TASK INSTRUCTIONS:
Could you recast the items below as a JSON list of strings, with one string for each line and any blank lines omitted?

Records of labeled boxes
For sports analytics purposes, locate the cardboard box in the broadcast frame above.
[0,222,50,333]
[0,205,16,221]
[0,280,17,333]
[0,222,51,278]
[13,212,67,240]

RESULT:
[
  "For sports analytics purposes, locate the cardboard box in the broadcast frame above.",
  "[0,222,50,333]",
  "[0,205,16,221]",
  "[0,280,17,333]",
  "[0,222,51,278]",
  "[13,212,67,240]"
]